* _Instructions for the task_: Output the lines from the one containing "the car windshield" through the one containing "pixel 228 395", both included, as a numbered list with blank lines omitted.

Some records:
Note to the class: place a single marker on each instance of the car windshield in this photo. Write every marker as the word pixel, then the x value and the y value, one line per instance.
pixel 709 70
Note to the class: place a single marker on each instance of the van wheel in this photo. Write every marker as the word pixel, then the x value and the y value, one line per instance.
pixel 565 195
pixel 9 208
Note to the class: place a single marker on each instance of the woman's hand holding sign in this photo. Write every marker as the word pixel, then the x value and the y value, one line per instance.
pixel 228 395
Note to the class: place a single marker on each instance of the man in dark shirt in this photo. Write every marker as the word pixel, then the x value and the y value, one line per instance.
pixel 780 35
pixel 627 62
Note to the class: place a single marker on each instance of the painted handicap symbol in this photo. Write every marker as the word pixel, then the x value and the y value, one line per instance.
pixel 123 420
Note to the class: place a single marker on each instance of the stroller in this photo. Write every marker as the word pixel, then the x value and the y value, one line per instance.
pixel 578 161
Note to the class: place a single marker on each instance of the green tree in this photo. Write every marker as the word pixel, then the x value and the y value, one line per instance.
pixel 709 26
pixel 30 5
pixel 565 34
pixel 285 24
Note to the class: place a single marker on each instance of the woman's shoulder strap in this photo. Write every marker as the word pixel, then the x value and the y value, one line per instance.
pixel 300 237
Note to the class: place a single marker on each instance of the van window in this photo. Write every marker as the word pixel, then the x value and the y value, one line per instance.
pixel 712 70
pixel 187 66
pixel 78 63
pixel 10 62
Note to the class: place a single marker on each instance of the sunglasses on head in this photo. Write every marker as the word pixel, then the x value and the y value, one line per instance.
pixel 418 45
--
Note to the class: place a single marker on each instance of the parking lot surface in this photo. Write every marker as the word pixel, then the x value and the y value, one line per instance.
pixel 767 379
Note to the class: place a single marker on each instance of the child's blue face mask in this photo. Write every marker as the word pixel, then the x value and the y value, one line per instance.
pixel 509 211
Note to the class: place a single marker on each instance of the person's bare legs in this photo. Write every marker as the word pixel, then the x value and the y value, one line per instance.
---
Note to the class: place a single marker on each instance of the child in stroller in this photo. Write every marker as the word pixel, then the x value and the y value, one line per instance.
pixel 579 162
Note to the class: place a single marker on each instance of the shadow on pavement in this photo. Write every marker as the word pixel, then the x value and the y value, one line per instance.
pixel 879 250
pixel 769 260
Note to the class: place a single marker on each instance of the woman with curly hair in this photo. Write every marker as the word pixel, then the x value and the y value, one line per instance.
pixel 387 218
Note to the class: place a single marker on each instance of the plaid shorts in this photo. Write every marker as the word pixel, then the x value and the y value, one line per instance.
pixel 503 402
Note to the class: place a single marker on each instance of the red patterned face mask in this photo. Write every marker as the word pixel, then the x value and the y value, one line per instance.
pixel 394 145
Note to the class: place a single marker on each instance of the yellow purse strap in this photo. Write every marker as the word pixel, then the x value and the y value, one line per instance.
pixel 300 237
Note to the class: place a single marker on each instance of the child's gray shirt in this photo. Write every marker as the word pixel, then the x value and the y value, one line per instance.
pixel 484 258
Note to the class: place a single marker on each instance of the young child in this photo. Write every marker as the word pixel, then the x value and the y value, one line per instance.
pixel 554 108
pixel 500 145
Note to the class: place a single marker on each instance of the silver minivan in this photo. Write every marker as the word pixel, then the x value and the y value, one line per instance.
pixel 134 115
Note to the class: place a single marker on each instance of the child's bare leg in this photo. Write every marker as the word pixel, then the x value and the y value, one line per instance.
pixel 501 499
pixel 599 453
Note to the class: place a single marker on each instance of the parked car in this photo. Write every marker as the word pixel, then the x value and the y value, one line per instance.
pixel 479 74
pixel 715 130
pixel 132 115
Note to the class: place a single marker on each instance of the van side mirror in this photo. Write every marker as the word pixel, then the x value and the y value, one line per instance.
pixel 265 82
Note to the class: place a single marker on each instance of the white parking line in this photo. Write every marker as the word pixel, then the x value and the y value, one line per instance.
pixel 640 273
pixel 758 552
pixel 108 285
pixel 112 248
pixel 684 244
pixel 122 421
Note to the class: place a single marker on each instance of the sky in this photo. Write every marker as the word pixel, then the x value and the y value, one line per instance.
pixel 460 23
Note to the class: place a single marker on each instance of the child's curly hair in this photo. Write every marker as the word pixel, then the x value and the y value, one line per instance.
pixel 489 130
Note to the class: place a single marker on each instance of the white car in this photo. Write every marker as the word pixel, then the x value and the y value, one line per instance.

* _Completed task_:
1. Note to the class: place a single marker on each instance of the car windshield in this photo. Write every marker as the word pixel, then the x value and the y value, one line per instance.
2. pixel 709 70
3. Note to the class: place a single marker on each instance of the van wheel in this photo. Write every marker as the word pixel, then the x value and the y value, one line per instance.
4. pixel 565 195
5. pixel 9 208
6. Note to the class: place a single marker on each instance of the woman's hand holding sign in this photo. Write every marker as the word pixel, then the x value and the y value, one line per instance.
7. pixel 228 395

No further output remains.